→ **ASSIGNMENT**
Each line from the one that contains "Note to the class: locate the door" to the last line of the records below must be restated word for word.

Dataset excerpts
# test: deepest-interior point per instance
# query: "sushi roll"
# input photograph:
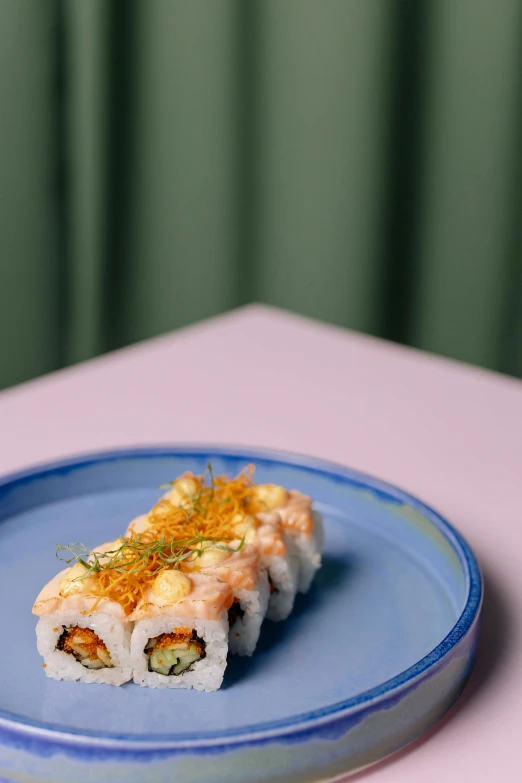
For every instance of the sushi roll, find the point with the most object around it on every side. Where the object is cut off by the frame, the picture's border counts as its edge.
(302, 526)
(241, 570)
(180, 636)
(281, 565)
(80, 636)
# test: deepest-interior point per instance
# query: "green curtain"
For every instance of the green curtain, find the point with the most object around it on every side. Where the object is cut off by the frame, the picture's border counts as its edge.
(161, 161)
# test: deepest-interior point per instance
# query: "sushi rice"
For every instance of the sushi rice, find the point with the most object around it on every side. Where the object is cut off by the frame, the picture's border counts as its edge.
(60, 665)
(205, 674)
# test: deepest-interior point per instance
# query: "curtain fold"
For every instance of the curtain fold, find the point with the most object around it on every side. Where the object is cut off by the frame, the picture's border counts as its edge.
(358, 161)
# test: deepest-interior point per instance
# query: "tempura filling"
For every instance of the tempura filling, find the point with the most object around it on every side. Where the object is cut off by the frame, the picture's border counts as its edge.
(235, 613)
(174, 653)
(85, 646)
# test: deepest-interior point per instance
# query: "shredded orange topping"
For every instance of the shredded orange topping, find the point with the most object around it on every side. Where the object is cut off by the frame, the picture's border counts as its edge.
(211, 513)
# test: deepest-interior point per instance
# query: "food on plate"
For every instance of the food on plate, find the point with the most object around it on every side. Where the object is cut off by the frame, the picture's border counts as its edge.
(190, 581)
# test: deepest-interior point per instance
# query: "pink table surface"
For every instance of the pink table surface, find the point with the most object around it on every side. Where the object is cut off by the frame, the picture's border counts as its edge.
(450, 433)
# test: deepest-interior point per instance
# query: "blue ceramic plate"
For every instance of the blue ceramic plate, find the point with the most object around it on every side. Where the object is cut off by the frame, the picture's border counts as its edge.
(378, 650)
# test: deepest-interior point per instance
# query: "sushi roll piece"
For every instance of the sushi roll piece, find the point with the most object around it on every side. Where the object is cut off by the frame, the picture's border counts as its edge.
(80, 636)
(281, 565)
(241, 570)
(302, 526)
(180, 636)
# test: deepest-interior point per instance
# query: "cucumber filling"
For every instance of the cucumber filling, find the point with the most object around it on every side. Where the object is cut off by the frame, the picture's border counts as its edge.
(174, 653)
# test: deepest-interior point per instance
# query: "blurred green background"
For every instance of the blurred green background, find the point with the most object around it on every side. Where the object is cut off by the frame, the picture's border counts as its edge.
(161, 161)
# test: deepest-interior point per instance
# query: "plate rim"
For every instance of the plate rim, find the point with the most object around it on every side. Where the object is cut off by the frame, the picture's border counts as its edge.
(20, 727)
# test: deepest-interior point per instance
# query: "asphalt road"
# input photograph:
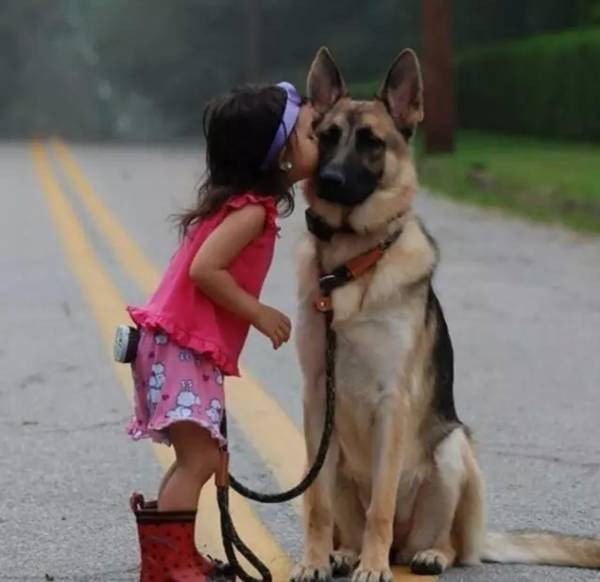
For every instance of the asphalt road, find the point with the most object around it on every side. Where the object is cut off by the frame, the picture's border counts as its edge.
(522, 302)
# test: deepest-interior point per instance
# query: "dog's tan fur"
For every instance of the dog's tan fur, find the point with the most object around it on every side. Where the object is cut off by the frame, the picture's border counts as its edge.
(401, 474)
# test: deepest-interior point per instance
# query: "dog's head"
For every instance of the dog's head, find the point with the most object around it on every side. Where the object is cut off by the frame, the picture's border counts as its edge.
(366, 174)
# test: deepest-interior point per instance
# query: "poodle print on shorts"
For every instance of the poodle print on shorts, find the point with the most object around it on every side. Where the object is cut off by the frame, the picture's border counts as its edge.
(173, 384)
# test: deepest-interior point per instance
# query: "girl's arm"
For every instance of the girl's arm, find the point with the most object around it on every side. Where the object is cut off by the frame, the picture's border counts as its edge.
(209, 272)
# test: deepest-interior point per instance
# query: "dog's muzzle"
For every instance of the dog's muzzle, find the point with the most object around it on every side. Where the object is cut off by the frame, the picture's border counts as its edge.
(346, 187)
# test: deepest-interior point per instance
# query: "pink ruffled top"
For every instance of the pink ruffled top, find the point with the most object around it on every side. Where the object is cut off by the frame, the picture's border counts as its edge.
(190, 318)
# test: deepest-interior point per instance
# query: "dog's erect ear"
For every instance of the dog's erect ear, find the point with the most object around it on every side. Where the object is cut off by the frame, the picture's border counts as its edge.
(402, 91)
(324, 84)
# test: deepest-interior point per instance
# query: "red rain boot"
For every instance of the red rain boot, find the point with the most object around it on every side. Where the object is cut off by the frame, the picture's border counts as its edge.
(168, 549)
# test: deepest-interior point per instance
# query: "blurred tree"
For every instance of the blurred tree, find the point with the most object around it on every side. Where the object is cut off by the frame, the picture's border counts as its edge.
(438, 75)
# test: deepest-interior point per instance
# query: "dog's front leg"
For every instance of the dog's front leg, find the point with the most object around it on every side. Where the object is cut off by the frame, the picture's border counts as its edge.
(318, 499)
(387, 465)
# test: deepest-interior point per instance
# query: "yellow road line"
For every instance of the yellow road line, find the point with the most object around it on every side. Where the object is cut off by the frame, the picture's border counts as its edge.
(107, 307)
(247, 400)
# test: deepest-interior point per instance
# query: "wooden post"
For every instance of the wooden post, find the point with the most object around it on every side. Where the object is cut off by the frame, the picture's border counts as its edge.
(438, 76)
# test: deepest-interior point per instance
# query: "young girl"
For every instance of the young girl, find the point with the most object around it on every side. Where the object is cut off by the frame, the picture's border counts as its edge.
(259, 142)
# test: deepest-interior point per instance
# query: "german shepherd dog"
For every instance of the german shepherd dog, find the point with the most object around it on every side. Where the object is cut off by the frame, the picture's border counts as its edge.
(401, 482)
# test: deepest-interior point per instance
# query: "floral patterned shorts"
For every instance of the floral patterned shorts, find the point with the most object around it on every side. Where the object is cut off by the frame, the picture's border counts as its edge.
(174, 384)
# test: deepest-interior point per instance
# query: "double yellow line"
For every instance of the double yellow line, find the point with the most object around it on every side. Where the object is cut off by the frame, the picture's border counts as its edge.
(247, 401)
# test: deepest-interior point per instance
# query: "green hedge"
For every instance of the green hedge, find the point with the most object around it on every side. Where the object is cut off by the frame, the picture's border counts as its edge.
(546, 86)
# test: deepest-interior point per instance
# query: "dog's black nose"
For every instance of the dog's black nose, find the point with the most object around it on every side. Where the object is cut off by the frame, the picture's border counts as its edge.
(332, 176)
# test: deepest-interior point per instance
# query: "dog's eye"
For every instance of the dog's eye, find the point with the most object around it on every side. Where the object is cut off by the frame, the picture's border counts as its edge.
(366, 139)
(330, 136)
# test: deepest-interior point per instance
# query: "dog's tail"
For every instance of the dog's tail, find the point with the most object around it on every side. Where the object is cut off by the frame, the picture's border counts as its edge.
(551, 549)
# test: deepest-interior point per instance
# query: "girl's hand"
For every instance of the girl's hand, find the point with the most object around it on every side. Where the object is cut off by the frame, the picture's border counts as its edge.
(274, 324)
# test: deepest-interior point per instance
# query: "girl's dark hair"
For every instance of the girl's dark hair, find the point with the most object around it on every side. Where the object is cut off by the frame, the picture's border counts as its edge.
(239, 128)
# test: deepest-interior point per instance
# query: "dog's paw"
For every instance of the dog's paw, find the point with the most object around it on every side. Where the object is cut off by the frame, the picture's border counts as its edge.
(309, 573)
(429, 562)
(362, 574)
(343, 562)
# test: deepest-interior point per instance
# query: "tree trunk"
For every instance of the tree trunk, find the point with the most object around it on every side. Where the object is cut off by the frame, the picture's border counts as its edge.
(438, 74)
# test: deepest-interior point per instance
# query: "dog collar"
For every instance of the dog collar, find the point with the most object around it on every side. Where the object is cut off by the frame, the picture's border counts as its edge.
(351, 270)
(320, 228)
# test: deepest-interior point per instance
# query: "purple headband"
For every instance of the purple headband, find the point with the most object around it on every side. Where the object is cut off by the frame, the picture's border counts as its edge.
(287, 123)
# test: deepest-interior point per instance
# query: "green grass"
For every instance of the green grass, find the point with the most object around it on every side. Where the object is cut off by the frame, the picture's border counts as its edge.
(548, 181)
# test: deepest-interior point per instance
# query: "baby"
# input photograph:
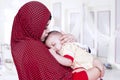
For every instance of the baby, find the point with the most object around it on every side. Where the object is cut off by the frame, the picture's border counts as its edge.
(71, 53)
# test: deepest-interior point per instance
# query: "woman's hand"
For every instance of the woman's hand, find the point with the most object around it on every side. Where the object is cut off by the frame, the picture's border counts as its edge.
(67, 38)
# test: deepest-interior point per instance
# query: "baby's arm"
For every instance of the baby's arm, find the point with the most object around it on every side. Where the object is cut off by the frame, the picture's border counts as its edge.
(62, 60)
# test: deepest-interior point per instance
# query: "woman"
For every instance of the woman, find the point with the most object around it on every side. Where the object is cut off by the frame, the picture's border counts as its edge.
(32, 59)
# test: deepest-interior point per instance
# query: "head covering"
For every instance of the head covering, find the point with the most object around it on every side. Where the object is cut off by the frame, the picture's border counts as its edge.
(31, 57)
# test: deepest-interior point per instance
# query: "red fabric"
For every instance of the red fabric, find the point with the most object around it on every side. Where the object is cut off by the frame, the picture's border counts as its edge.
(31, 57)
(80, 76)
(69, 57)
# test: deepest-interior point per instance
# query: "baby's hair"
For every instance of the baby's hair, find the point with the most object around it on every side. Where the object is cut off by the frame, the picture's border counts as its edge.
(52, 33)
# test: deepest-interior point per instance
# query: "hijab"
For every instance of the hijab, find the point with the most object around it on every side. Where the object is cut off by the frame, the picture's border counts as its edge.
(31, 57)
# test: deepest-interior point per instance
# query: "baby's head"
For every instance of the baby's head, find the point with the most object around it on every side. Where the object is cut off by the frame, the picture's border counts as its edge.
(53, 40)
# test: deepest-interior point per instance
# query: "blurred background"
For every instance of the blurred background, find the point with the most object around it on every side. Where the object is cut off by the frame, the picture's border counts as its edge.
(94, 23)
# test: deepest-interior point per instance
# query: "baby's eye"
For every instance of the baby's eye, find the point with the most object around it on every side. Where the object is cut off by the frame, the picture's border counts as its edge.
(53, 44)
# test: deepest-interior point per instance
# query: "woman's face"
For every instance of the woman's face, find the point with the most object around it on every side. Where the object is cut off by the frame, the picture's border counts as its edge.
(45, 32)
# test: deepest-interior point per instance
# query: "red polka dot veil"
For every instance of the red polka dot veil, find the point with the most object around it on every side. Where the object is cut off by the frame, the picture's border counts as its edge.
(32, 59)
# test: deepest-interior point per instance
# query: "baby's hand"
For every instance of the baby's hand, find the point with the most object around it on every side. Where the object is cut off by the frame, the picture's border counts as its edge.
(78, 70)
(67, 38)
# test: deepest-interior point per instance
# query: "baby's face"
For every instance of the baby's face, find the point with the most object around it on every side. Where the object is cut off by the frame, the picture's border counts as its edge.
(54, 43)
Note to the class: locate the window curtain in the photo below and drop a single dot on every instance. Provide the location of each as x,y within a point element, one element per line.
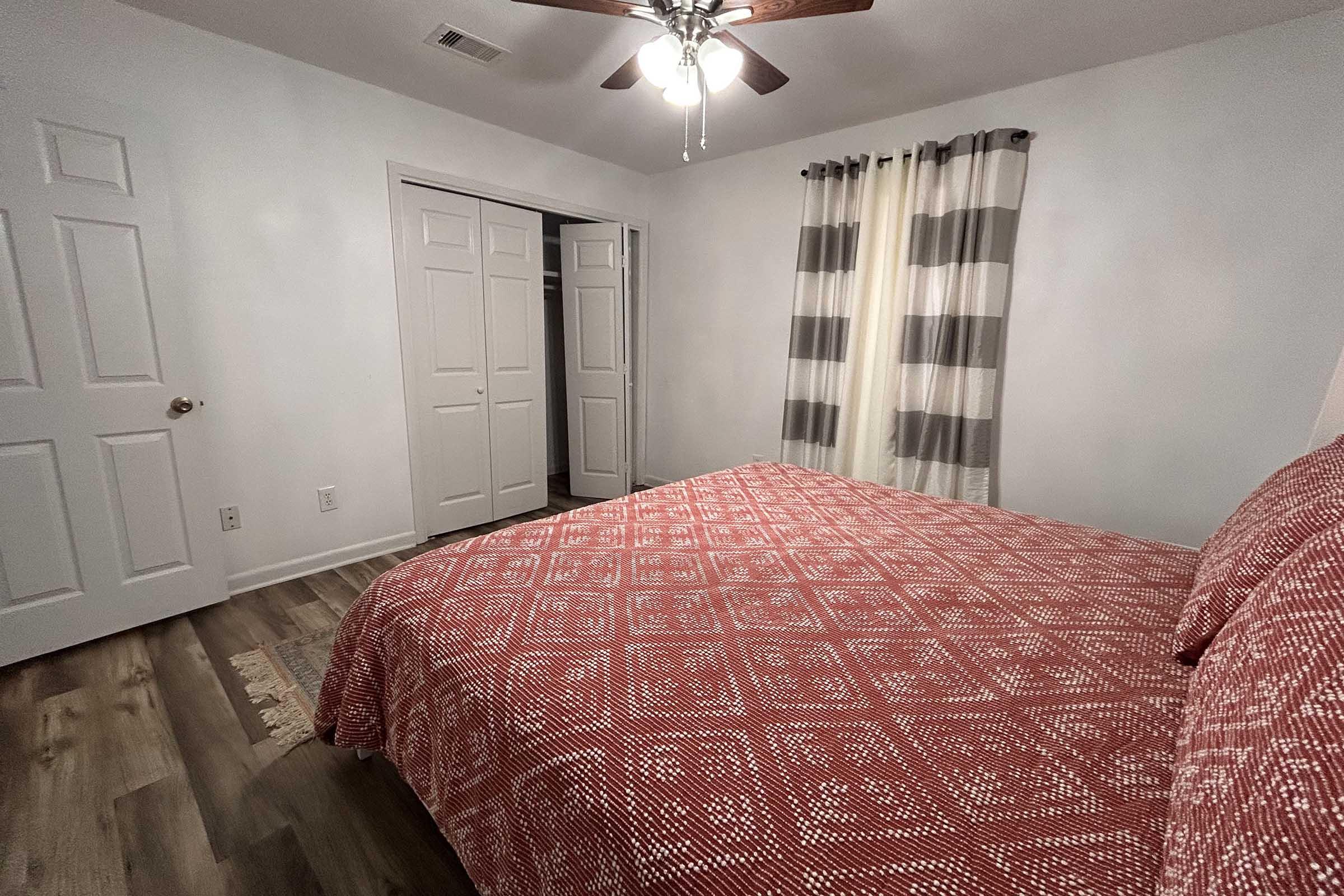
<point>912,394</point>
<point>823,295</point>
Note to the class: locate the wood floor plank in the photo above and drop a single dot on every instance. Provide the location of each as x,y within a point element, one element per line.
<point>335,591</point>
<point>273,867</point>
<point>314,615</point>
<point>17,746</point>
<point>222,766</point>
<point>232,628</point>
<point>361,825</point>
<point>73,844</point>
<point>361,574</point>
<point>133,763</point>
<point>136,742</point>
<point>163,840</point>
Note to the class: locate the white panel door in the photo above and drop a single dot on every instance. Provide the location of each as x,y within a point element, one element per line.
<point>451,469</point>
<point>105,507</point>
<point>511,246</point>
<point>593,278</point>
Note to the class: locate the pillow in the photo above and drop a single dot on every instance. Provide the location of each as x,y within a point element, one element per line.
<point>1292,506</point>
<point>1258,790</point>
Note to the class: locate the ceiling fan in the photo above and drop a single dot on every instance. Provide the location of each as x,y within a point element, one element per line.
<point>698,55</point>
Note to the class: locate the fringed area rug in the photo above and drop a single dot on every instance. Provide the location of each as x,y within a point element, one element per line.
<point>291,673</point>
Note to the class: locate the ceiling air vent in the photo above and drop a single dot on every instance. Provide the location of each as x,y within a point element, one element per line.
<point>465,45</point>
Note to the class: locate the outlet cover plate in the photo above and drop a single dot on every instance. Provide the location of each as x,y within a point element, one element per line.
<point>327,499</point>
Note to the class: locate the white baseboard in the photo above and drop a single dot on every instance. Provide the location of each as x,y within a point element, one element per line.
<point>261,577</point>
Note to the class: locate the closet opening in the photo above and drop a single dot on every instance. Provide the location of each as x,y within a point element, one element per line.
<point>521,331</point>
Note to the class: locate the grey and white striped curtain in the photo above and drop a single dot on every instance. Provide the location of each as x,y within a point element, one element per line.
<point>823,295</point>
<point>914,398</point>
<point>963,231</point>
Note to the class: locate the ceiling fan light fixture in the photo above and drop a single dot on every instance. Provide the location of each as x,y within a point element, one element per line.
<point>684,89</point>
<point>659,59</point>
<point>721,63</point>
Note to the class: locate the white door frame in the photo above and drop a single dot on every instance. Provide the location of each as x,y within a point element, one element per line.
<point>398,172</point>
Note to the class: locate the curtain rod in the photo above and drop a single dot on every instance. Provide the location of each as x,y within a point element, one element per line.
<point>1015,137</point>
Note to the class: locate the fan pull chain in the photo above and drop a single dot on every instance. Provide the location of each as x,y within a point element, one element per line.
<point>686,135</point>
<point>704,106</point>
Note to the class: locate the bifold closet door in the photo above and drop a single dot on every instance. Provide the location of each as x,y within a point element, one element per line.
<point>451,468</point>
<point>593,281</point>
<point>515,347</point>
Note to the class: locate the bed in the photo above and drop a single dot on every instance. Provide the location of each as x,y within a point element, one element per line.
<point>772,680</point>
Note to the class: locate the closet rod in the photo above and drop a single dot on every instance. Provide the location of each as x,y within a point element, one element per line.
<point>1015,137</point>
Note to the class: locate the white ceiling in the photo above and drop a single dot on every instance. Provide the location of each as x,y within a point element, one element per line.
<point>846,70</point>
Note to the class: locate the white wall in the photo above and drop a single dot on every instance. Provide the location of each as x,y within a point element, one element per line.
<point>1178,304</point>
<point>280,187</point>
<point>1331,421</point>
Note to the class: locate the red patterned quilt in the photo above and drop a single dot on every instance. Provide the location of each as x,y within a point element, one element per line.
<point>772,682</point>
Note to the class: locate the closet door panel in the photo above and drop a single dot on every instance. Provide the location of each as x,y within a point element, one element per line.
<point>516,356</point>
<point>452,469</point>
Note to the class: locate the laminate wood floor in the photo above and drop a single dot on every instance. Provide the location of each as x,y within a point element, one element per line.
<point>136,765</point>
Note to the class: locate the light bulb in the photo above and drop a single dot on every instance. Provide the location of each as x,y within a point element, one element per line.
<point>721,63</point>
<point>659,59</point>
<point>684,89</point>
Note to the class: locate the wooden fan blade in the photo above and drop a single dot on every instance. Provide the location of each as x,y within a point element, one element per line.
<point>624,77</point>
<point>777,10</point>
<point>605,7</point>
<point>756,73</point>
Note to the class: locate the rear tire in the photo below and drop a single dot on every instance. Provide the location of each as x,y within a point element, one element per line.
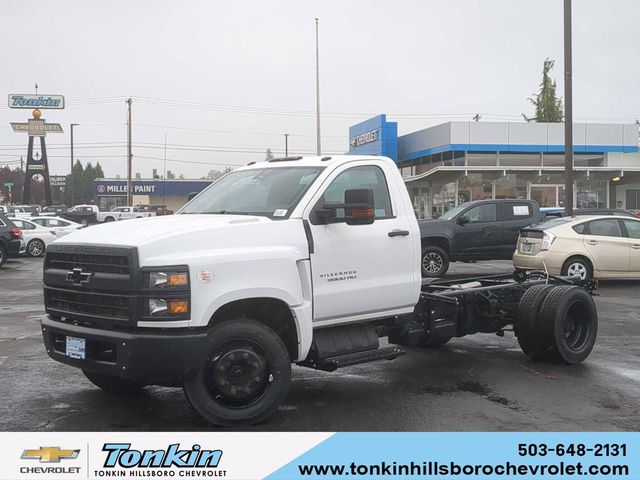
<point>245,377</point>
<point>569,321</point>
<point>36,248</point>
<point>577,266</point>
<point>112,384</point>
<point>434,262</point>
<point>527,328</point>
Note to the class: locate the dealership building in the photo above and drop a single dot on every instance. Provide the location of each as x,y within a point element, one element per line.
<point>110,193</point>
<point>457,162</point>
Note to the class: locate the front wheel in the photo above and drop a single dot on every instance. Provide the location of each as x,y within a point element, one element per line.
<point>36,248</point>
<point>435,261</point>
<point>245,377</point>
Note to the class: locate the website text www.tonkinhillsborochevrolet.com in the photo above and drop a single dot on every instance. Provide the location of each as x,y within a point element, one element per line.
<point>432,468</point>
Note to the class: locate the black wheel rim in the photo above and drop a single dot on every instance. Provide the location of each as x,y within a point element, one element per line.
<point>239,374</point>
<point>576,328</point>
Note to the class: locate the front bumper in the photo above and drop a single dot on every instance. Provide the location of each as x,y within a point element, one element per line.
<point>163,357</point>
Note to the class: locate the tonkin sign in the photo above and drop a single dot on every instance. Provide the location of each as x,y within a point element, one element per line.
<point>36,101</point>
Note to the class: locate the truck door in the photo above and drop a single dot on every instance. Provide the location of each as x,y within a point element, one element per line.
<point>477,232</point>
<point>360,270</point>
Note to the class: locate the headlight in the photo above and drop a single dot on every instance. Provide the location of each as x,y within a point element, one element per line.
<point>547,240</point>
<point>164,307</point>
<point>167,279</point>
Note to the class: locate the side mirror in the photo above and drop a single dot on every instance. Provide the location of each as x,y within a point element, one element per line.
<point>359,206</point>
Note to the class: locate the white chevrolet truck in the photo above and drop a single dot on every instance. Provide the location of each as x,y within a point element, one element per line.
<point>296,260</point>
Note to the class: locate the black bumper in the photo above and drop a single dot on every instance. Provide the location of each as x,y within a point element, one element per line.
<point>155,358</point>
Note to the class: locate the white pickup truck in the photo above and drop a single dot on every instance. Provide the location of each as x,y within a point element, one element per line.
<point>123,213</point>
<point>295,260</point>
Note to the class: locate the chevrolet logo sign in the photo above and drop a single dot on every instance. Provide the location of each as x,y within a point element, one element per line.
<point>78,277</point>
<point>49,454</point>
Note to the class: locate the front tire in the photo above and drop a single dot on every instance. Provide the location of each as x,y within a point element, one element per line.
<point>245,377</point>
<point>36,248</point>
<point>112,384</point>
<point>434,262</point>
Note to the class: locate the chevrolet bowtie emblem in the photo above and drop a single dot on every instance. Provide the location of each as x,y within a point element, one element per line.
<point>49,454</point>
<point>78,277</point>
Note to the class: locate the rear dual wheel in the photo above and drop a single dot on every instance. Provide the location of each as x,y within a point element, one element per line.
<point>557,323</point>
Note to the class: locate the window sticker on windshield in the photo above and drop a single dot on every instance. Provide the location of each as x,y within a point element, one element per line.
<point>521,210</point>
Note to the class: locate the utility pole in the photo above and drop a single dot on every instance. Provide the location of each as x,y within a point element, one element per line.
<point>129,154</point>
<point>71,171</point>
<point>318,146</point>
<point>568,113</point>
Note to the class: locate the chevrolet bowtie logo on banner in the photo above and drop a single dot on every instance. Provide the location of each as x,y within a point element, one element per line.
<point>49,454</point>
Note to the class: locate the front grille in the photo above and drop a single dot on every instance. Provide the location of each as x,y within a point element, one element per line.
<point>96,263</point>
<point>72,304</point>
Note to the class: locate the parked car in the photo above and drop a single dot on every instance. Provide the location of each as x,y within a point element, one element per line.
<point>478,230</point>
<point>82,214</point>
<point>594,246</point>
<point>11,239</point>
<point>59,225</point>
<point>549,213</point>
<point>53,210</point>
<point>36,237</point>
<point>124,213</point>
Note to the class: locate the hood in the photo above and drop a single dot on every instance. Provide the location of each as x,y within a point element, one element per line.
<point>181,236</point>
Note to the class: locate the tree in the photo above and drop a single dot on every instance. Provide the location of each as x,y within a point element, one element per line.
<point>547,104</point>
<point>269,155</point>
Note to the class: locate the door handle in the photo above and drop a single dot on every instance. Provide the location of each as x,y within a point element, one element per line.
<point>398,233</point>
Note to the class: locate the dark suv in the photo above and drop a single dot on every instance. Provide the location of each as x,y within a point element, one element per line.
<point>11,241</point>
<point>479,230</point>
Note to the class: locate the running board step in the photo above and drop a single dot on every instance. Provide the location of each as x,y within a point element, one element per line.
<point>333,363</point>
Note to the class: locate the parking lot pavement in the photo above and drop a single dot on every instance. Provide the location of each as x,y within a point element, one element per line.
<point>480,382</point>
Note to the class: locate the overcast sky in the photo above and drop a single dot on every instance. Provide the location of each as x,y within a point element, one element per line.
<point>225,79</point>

→ **RESULT BELOW**
Note to the class: locate the door handle in the photo above and drop a single dot on every instance. Provide the location of each as x,y within a point element, one element per line.
<point>398,233</point>
Note to the class: locate the dark suv in the photo above and drop a single dot on every instance. Provide the location of each as x,y within a point element, one element per line.
<point>11,241</point>
<point>479,230</point>
Note to the class: locate the running board step in the photo above and drop a single dot on every instance. Provide the location of each as x,y within a point element, one element per line.
<point>333,363</point>
Note to the class: locate the parking lot pavement in the photo above and drop a single dot on every instance. Provide the location of each as x,y within a point element, one element per line.
<point>480,382</point>
Note to the class: locate the overcast sky in the photo above and drop a single dot on every instance. Provide the location of each as x,y within a point element, one element per line.
<point>225,79</point>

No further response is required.